Exercise instructions »
Put all of the records below into a JSON list of strings with one string per line, skipping blank lines and leaving out the pictures.

Task material »
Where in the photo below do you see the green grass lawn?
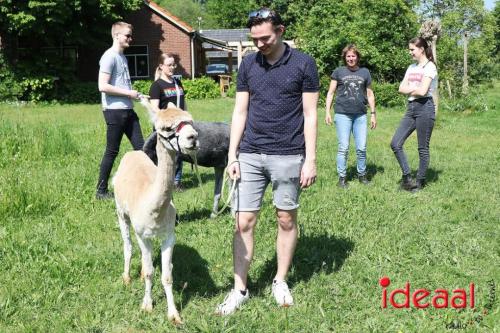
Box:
[0,84,500,332]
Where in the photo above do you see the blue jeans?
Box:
[334,113,367,177]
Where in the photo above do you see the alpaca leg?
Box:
[161,232,182,324]
[137,236,154,312]
[210,168,224,218]
[118,213,132,285]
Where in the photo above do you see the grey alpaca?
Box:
[143,121,230,217]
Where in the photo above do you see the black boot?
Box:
[401,175,417,192]
[358,174,370,185]
[416,179,427,191]
[337,177,348,188]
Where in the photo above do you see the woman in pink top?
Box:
[391,37,437,192]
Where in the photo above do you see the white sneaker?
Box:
[215,289,250,316]
[273,280,293,307]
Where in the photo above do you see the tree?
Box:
[419,0,498,90]
[157,0,217,30]
[0,0,142,75]
[292,0,418,82]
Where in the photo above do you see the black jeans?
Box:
[391,97,435,179]
[97,109,144,192]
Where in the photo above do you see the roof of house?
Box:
[144,0,194,33]
[200,29,250,42]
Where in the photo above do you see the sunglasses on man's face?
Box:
[248,9,271,19]
[119,32,132,39]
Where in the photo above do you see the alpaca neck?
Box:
[152,136,175,206]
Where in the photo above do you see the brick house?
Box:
[78,0,222,81]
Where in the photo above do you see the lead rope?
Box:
[193,158,236,216]
[215,171,237,216]
[192,153,205,196]
[215,160,240,216]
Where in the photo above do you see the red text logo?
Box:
[379,276,475,309]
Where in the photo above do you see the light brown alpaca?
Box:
[113,98,199,324]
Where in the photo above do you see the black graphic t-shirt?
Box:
[331,66,372,114]
[149,79,186,110]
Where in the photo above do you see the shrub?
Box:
[20,76,55,103]
[226,82,236,97]
[132,80,153,95]
[439,94,488,112]
[0,52,23,101]
[182,76,220,99]
[58,82,101,104]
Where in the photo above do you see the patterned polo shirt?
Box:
[236,44,319,155]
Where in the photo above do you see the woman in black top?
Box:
[148,53,186,191]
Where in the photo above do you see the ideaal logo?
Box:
[379,276,475,309]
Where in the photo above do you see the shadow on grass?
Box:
[153,244,220,304]
[347,163,385,180]
[179,208,212,224]
[426,168,443,183]
[249,232,354,294]
[181,170,215,191]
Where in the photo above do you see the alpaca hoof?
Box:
[167,312,183,325]
[122,274,130,286]
[141,301,153,313]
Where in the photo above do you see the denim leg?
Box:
[142,131,158,165]
[125,110,144,150]
[174,152,182,184]
[334,113,352,177]
[352,114,367,176]
[391,103,416,175]
[416,99,435,179]
[97,110,124,192]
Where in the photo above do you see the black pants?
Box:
[391,97,435,179]
[97,109,144,192]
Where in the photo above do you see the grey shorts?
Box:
[232,153,304,212]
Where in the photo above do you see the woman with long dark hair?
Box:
[325,44,377,188]
[146,53,187,191]
[391,37,437,192]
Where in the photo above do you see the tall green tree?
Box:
[0,0,143,80]
[157,0,217,30]
[0,0,142,45]
[293,0,418,82]
[417,0,498,90]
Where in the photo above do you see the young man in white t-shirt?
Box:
[96,22,144,200]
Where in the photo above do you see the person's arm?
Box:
[227,91,250,180]
[98,72,139,99]
[325,80,337,125]
[366,86,377,129]
[409,76,432,97]
[149,99,160,110]
[300,92,319,188]
[398,75,414,95]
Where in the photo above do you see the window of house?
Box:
[124,45,149,79]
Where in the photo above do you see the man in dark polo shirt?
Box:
[216,8,319,315]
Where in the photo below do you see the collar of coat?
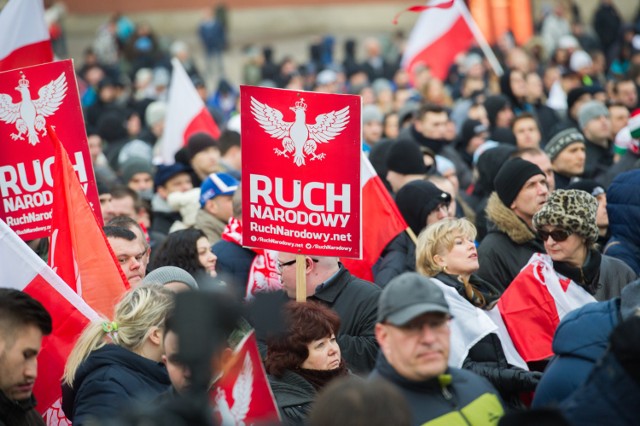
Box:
[485,191,536,244]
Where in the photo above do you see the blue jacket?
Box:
[533,298,620,408]
[604,169,640,275]
[62,345,171,426]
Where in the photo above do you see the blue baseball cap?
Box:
[200,173,239,207]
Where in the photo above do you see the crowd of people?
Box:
[0,0,640,425]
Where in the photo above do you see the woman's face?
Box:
[196,237,218,277]
[437,235,480,277]
[542,225,587,268]
[301,334,340,370]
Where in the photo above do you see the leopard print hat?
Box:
[533,189,598,243]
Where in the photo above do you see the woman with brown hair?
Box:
[265,301,349,424]
[416,219,541,409]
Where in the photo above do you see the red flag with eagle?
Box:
[0,219,99,426]
[47,126,129,318]
[0,0,53,71]
[210,331,280,425]
[160,58,220,164]
[396,0,475,81]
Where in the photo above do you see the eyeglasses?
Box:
[276,258,318,273]
[538,229,573,243]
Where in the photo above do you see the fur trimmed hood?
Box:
[485,191,536,244]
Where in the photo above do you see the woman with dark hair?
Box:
[265,301,349,424]
[150,228,218,279]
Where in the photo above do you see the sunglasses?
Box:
[538,229,572,243]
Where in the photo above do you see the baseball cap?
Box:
[200,173,238,207]
[378,272,450,327]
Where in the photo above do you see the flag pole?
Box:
[455,1,504,77]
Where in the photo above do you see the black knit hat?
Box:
[493,157,544,208]
[387,141,429,175]
[187,133,218,158]
[396,180,451,235]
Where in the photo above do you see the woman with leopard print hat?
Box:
[533,189,636,301]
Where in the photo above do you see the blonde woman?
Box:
[416,219,541,409]
[62,285,174,426]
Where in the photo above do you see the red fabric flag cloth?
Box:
[0,220,99,425]
[0,0,53,71]
[396,0,475,81]
[209,331,280,425]
[47,126,129,318]
[498,253,596,362]
[161,58,220,164]
[340,154,407,281]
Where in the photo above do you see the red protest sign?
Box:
[0,60,102,240]
[240,86,362,258]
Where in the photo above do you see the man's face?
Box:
[416,112,449,139]
[513,118,542,149]
[553,142,587,177]
[98,192,116,223]
[158,173,193,198]
[107,237,148,286]
[618,81,638,109]
[162,331,191,393]
[375,313,450,381]
[511,175,549,224]
[111,197,136,218]
[584,115,611,142]
[609,105,630,139]
[191,147,220,176]
[127,173,153,192]
[0,324,42,401]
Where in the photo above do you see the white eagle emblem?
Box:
[0,72,67,145]
[215,354,253,426]
[251,97,349,166]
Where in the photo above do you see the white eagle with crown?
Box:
[0,71,67,145]
[251,96,349,167]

Result for this task »
[
  "Where in the photo below do you see the green grass lawn?",
  "Box:",
  "[0,84,500,332]",
  "Where in the photo above do you see the blue jeans?",
  "Box:",
  "[334,113,367,177]",
  "Where in the photo above do you see the alpaca leg?",
  "Box:",
  "[161,232,182,324]",
  "[137,236,154,312]",
  "[210,168,224,218]",
  "[118,213,132,285]",
  "Where in the photo above do you see the grey alpaca?",
  "Box:",
  "[143,121,230,217]",
  "Where in the photo above do you see the black boot?",
  "Box:",
  "[401,175,417,192]",
  "[358,174,370,185]",
  "[416,179,427,191]",
  "[337,177,348,188]",
  "Where in the photo above do you see the woman in pink top?",
  "Box:",
  "[391,37,437,192]",
  "Where in the photo above do you see the white sneaker?",
  "Box:",
  "[215,289,250,316]",
  "[273,280,293,307]",
  "Where in the photo above do you see the tree?",
  "Box:",
  "[419,0,498,90]",
  "[157,0,217,30]",
  "[0,0,142,75]",
  "[292,0,418,82]",
  "Where in the photo above do you see the black jeans?",
  "Box:",
  "[391,97,435,179]",
  "[97,109,144,192]",
  "Where in the photo above do you see the roof of house?",
  "Box:",
  "[144,0,194,33]",
  "[200,29,250,42]",
  "Where in the photo above do you see the sunglasses on man's face?",
  "Box:",
  "[248,9,271,19]",
  "[119,32,132,39]",
  "Where in the photo above do you see the alpaca neck?",
  "Box:",
  "[152,136,175,206]",
  "Where in the photo above do you see the brick house?",
  "Box:",
  "[78,0,222,81]",
  "Where in the photo above do you see the lead rope?",
  "Box:",
  "[193,158,236,216]",
  "[215,171,237,216]",
  "[192,153,205,196]",
  "[215,160,240,216]",
  "Where in the photo above do you see the red text logo?",
  "Box:",
  "[379,276,475,309]",
  "Where in the photo above do you see the light brown alpaca?",
  "Box:",
  "[113,98,199,324]",
  "Where in the photo above do you see the black graphic t-shirt?",
  "Box:",
  "[331,66,372,114]",
  "[149,79,186,110]",
  "Where in the photo above do you see the shrub?",
  "Box:",
  "[20,76,55,103]",
  "[226,82,236,97]",
  "[132,80,153,95]",
  "[439,94,488,112]",
  "[0,52,23,101]",
  "[182,76,220,99]",
  "[58,82,101,104]",
  "Where in the photo above do you see the patterned polo shirt?",
  "Box:",
  "[236,44,319,155]",
  "Where in the photo above do you see the woman in black top?",
  "Box:",
  "[148,53,186,191]",
  "Where in the photo above do you see the ideaal logo?",
  "Box:",
  "[379,276,475,309]",
  "Where in the photo above do you see the shadow on grass?",
  "Box:",
  "[153,244,220,304]",
  "[347,163,385,180]",
  "[179,208,212,224]",
  "[426,168,443,183]",
  "[249,232,354,294]",
  "[181,170,215,191]",
  "Where in the photo above do you see the alpaca hoof?",
  "Box:",
  "[167,312,183,325]",
  "[122,274,130,286]",
  "[141,301,153,313]",
  "Where in the photo above do you see the denim leg?",
  "Box:",
  "[142,131,158,165]",
  "[125,110,144,150]",
  "[174,152,182,184]",
  "[334,113,352,177]",
  "[352,114,367,176]",
  "[391,103,416,175]",
  "[416,99,435,179]",
  "[97,110,124,192]",
  "Where in the photo above do you see the black pants?",
  "Box:",
  "[391,97,435,179]",
  "[97,109,144,192]",
  "Where in the photo above do you see the grey shorts?",
  "Box:",
  "[232,153,304,212]",
  "Where in the photo above do you see the woman with long dark hair?",
  "Box:",
  "[325,44,377,188]",
  "[146,53,187,191]",
  "[391,37,437,192]",
  "Where in the photo above do you see the tall green tree?",
  "Box:",
  "[0,0,143,80]",
  "[157,0,217,30]",
  "[0,0,142,45]",
  "[293,0,418,82]",
  "[417,0,498,90]",
  "Where in the photo above do you see the young man in white t-shirt?",
  "Box:",
  "[96,22,144,200]",
  "Where in the photo above do you see the person's arm?",
  "Box:",
  "[227,91,250,180]",
  "[98,72,139,99]",
  "[325,80,337,125]",
  "[366,86,377,129]",
  "[409,76,432,97]",
  "[149,99,160,110]",
  "[300,92,319,188]",
  "[398,75,414,95]",
  "Where in the photo above do you see the window of house?",
  "Box:",
  "[124,45,149,79]",
  "Where in the photo above do you see the man in dark polo shirt?",
  "Box:",
  "[216,8,319,315]",
  "Where in the photo below do you see the collar of coat?",
  "Box:",
  "[485,191,536,244]",
  "Where in the photo above do you see the blue jacket?",
  "Box:",
  "[533,298,620,408]",
  "[604,169,640,275]",
  "[62,345,171,426]",
  "Where in the photo above do you see the blue baseball cap?",
  "Box:",
  "[200,173,239,207]",
  "Where in the photo above do you see the crowd of people?",
  "Box:",
  "[0,0,640,425]",
  "Where in the photo above do you see the woman's face?",
  "Box:",
  "[196,237,218,277]",
  "[437,235,480,277]",
  "[542,225,587,268]",
  "[301,334,340,370]",
  "Where in the photo above do you see the leopard print hat?",
  "Box:",
  "[533,189,598,243]",
  "Where in the photo above do you see the woman with brown hair?",
  "Box:",
  "[265,301,349,424]",
  "[416,219,541,409]",
  "Where in the photo above do you see the red flag with eagle?",
  "Box:",
  "[0,219,99,426]",
  "[47,126,129,318]",
  "[0,0,53,71]",
  "[210,331,280,425]",
  "[160,58,220,164]",
  "[396,0,475,81]",
  "Where in the photo above do you see the eyeglasses?",
  "Box:",
  "[276,258,318,273]",
  "[538,229,573,243]",
  "Where in the photo above do you see the fur trimmed hood?",
  "Box:",
  "[485,191,536,244]",
  "Where in the photo above do you see the woman with dark hair?",
  "Box:",
  "[265,301,349,424]",
  "[150,228,218,279]",
  "Where in the photo above do you see the sunglasses?",
  "Box:",
  "[538,229,572,243]",
  "Where in the photo above do you see the baseball cap?",
  "Box:",
  "[200,173,238,207]",
  "[378,272,450,327]",
  "Where in the photo above do you see the flag pole?",
  "Box:",
  "[455,1,504,77]",
  "Where in the photo above do you see the black knit hat?",
  "Box:",
  "[493,157,544,208]",
  "[387,141,429,175]",
  "[187,133,218,158]",
  "[396,180,451,235]",
  "Where in the photo above do you see the woman with leopard print hat?",
  "Box:",
  "[533,189,636,301]",
  "Where in the photo above do you see the blonde woman?",
  "Box:",
  "[416,219,541,409]",
  "[62,285,174,426]",
  "Where in the photo above do you see the red fabric flag cloth?",
  "Box:",
  "[0,220,99,425]",
  "[0,0,53,71]",
  "[396,0,475,81]",
  "[209,331,280,425]",
  "[47,126,129,318]",
  "[498,253,596,362]",
  "[161,58,220,164]",
  "[340,154,407,281]",
  "Where in the photo above do you see the red protest sign?",
  "Box:",
  "[0,60,102,240]",
  "[240,86,362,258]",
  "Where in the photo above do you see the man's face?",
  "Box:",
  "[416,112,449,139]",
  "[513,118,542,149]",
  "[553,142,587,177]",
  "[98,192,116,223]",
  "[158,173,193,198]",
  "[107,237,148,286]",
  "[618,81,638,109]",
  "[162,331,191,393]",
  "[375,313,450,381]",
  "[511,175,549,224]",
  "[111,197,136,218]",
  "[584,115,611,142]",
  "[609,105,630,139]",
  "[191,147,220,176]",
  "[127,173,153,192]",
  "[0,324,42,401]",
  "Where in the photo above do you see the white eagle emblem?",
  "Box:",
  "[0,72,67,145]",
  "[215,354,253,426]",
  "[251,97,349,166]",
  "Where in the photo above do you see the white eagle with crown?",
  "Box:",
  "[0,71,67,145]",
  "[251,96,349,167]"
]